### PETIT EXERCICE
Remets à l'échelle le passage de la liste qui part du début et s'arrête à la ligne contenant « 196), (144, 196)] », incluse. Recopie ces lignes en entier, et elles seules, en multipliant chaque coordonnée des points par 1,45 et en arrondissant à l'entier le plus proche, les demis vers le haut.

### LISTE FOURNIE
━━━━━━━━━━━━━━━━━━━━━━━━━━━━━━

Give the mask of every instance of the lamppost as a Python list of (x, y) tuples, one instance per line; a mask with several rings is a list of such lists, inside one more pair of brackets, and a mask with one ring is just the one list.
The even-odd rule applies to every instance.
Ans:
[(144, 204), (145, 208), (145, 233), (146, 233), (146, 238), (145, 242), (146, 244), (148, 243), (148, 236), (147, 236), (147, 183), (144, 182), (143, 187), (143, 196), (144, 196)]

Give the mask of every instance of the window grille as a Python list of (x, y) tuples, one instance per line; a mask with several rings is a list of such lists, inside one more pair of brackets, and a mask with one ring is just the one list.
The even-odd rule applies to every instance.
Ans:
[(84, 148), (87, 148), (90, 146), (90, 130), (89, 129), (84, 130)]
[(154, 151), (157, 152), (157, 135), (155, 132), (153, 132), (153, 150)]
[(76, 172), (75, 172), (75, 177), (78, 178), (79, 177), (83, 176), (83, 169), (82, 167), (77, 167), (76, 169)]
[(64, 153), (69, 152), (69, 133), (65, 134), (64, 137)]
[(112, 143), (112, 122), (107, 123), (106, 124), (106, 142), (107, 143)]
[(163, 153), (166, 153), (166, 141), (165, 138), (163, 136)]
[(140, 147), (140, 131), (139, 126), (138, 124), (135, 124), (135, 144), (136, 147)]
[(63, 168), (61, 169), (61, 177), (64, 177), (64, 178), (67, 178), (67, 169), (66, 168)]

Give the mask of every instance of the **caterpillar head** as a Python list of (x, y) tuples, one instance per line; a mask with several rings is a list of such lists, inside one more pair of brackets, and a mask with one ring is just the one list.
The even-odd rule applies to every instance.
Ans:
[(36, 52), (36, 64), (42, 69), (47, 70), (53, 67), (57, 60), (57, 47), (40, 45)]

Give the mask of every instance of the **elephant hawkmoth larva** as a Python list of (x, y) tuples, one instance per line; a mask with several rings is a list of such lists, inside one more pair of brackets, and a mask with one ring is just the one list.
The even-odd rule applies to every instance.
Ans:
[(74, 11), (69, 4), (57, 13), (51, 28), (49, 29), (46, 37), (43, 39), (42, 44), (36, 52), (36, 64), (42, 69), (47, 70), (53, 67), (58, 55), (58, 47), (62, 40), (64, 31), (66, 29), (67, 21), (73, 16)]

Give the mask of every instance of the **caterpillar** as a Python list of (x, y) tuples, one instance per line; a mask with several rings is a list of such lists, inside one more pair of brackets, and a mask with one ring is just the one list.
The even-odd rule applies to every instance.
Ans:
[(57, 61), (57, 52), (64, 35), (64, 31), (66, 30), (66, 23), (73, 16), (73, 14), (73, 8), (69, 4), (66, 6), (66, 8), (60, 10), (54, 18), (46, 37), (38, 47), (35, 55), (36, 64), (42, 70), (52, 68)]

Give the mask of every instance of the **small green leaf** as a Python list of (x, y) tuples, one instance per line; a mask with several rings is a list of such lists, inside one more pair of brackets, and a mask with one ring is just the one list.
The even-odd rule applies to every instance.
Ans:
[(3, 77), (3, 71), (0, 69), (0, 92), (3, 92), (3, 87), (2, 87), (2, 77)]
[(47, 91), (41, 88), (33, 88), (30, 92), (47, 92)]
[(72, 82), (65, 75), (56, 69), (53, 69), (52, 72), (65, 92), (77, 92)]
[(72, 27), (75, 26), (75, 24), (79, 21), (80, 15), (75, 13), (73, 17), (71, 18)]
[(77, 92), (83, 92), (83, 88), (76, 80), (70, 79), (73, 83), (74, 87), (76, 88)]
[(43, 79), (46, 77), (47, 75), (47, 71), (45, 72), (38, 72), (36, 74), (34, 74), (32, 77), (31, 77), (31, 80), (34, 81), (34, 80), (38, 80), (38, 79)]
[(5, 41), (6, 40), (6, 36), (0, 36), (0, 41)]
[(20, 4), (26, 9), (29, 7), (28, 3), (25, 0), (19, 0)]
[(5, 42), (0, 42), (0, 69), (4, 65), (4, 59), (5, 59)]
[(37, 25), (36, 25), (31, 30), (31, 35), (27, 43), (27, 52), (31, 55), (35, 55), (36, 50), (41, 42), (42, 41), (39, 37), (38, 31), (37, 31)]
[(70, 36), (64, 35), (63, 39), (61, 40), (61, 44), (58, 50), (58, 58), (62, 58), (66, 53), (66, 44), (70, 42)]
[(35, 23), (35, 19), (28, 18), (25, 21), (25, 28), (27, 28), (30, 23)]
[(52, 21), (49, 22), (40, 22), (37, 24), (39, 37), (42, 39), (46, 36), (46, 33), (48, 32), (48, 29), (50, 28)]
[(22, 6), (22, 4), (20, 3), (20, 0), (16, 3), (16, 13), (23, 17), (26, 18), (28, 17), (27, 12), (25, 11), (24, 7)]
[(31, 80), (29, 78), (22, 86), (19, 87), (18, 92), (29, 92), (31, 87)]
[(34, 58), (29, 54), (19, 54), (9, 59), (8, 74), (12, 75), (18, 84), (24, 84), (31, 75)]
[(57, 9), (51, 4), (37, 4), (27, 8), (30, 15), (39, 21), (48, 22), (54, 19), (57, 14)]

━━━━━━━━━━━━━━━━━━━━━━━━━━━━━━

### RÉPONSE À L'EXERCICE
Give the mask of every instance of the lamppost as a Python list of (x, y) tuples, one instance per line; a mask with several rings is a list of such lists, inside one more pair of brackets, and a mask with one ring is just the one list.
The even-odd rule applies to every instance.
Ans:
[(209, 296), (210, 302), (210, 338), (212, 338), (212, 345), (210, 351), (212, 354), (215, 352), (215, 342), (213, 342), (213, 265), (209, 264), (207, 271), (207, 284), (209, 284)]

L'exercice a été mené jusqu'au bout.